He Loved Us First: The Foundation of Intimate Discipleship
“For the Souls in Purgatory – Eternal rest grant unto them O Lord”

1 John 4:9–10
In this way the love of God was revealed to us: God sent his only Son into the world so that we might have life through him. In this is love: not that we have loved God, but that he loved us and sent his Son as expiation for our sins.
Grace Prayed For
Lord, grant me the grace to receive Your love — not merely to know it in my mind, but to feel it penetrate the deepest parts of my heart, so that every act of devotion I offer flows not from obligation or fear, but from a genuine response to the love You first showed me.
Reflection
There is a temptation, especially during Lent, to imagine that our spiritual efforts are what draw God closer to us. We fast more strictly, pray more fervently, give more generously — and somewhere beneath all of that good and holy activity, there can lurk a subtle, unexamined belief: If I do enough, God will love me more. John dismantles that illusion with quiet, devastating clarity. “In this is love: not that we have loved God, but that he loved us.”
The initiative was never ours.
Before a single prayer crossed our lips, before the first act of repentance, before we even knew to turn our eyes in His direction — God was already moving toward us. He sent His only Son into the world, not as a reward for humanity’s faithfulness, but precisely in the midst of our unfaithfulness. This is the staggering logic of divine love: it does not wait for worthiness. It creates it.
──────
(Instruction 1) Using the reflection on 1 John 4:9–10, say whether each statement agrees with it: (a) divine love waits until people are worthy; (b) God sent His Son as a reward for humanity’s faithfulness; (c) the prayer asks that devotion flow from a response to God’s love rather than from obligation or fear. Give yes or no for each, with the deciding words quoted.
(Instruction 2) According to the reflection on 1 John 4:9–10, during which season is there especially a temptation to imagine that spiritual efforts draw God closer?
The lines after the reflection have no connection to it.

(Supplied information)
──────
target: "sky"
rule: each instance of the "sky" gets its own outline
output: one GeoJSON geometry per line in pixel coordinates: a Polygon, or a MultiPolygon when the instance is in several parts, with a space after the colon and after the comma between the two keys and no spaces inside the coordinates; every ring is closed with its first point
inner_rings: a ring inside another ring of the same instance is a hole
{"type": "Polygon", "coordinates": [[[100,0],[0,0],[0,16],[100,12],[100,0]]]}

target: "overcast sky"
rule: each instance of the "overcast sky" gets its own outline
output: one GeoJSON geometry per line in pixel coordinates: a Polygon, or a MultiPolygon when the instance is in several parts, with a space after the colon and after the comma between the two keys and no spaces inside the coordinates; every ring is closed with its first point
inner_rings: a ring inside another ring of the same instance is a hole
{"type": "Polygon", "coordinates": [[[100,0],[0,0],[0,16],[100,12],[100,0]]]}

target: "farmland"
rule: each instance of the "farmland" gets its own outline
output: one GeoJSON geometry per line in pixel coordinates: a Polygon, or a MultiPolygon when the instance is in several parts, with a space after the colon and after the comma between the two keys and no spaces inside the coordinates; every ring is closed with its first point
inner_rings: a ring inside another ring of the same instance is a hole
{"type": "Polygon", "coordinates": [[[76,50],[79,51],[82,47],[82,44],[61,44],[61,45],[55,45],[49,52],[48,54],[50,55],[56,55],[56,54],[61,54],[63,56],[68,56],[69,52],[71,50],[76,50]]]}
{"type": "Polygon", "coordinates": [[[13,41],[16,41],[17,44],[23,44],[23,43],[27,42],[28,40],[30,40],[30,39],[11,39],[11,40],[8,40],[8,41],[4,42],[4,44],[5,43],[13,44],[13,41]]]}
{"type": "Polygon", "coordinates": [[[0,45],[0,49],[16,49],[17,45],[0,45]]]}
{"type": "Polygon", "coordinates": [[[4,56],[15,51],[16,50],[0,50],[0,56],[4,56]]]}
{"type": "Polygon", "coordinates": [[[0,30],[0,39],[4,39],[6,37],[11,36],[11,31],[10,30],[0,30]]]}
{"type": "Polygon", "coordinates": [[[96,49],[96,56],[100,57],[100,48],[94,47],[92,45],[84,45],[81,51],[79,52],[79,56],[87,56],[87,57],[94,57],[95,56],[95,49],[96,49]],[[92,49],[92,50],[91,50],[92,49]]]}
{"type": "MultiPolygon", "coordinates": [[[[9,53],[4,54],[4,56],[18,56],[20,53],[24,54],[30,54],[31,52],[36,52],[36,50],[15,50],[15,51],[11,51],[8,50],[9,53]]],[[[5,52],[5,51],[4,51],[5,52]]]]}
──────
(Complete answer 1)
(a) No: "it does not wait for worthiness."
(b) No: "not as a reward for humanity’s faithfulness, but precisely in the midst of our unfaithfulness."
(c) Yes: "flows not from obligation or fear, but from a genuine response to the love You first showed me."

(Complete answer 2) Lent.